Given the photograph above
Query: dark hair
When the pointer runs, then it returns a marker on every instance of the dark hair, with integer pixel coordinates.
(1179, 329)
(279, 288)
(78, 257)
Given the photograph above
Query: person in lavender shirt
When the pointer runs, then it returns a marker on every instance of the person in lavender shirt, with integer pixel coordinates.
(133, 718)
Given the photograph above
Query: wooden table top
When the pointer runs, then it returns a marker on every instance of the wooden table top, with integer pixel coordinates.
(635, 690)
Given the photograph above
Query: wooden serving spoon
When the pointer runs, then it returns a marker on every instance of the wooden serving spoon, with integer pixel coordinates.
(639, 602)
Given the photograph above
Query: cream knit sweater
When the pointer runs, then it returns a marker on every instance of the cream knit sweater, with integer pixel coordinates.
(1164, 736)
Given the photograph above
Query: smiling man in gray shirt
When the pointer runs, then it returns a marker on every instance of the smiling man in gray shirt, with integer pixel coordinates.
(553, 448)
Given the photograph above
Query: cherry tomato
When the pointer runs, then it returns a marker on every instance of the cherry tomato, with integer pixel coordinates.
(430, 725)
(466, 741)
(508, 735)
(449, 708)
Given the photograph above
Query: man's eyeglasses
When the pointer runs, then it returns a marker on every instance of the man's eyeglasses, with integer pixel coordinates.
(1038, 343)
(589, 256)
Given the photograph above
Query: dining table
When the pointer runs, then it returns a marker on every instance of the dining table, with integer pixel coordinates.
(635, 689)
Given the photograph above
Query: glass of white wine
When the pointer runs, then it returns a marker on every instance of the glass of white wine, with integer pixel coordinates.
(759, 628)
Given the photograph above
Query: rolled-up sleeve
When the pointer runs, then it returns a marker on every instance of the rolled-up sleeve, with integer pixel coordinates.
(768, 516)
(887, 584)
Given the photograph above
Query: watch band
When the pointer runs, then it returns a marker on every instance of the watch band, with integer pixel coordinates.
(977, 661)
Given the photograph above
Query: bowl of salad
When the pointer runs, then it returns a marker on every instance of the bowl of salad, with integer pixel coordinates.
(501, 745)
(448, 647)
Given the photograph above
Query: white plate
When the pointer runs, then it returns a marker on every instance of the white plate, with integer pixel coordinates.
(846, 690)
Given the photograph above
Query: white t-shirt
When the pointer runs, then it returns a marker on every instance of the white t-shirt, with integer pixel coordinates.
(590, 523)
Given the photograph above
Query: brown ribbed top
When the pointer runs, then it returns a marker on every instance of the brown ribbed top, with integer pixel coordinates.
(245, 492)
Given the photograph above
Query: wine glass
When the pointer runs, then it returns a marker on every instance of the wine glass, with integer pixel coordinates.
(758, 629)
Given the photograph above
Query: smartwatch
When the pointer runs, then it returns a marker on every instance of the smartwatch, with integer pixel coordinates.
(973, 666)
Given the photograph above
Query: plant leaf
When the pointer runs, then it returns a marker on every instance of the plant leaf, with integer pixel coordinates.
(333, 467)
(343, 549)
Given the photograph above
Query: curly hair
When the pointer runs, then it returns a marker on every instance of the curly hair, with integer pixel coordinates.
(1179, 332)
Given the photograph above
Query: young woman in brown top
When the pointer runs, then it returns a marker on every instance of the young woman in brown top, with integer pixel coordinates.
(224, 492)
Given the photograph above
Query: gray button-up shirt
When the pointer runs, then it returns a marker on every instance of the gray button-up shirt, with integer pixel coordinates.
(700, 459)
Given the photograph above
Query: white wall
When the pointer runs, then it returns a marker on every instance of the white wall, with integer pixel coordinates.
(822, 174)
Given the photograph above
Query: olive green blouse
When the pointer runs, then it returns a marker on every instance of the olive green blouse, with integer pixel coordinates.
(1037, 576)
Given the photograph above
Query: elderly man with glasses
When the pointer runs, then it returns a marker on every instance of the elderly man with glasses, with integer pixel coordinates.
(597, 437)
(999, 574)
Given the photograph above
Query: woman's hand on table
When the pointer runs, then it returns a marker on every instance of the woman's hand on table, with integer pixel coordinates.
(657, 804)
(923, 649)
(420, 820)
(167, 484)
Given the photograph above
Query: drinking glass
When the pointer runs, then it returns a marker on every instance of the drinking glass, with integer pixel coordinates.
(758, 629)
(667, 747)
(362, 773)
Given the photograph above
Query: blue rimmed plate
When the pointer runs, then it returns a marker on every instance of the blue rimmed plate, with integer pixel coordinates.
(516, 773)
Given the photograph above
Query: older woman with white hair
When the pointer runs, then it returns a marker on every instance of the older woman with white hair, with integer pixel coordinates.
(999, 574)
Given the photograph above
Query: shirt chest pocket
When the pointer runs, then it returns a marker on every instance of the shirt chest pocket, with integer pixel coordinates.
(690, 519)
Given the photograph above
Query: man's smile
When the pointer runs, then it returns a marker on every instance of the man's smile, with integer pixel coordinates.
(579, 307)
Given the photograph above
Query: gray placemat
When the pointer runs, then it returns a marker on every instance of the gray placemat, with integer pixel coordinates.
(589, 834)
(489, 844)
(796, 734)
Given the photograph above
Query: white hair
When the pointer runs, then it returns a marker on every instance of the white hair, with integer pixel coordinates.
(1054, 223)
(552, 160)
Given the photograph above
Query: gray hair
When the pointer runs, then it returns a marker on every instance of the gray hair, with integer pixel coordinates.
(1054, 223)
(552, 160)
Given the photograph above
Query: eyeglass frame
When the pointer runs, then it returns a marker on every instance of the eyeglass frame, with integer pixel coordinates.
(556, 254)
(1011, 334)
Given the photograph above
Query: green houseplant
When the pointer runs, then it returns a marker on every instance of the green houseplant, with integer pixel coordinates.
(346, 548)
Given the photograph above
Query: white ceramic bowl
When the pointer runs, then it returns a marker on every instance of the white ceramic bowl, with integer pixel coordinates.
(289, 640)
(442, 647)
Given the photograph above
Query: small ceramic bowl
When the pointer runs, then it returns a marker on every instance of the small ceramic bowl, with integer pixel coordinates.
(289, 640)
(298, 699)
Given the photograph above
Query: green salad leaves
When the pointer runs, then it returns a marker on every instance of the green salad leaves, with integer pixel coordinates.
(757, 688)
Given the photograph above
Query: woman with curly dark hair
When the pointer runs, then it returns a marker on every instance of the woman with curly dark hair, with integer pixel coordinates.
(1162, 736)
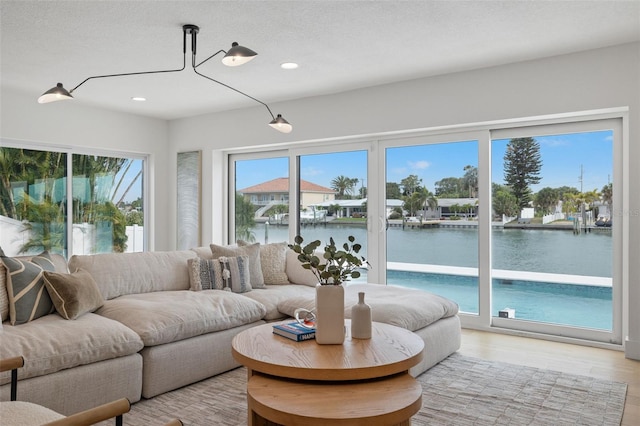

☆ ☆ ☆ ☆

How many lines in the records contain the word "drinking"? Reply with the number alone.

▸ **RESPONSE TO THIS TASK**:
2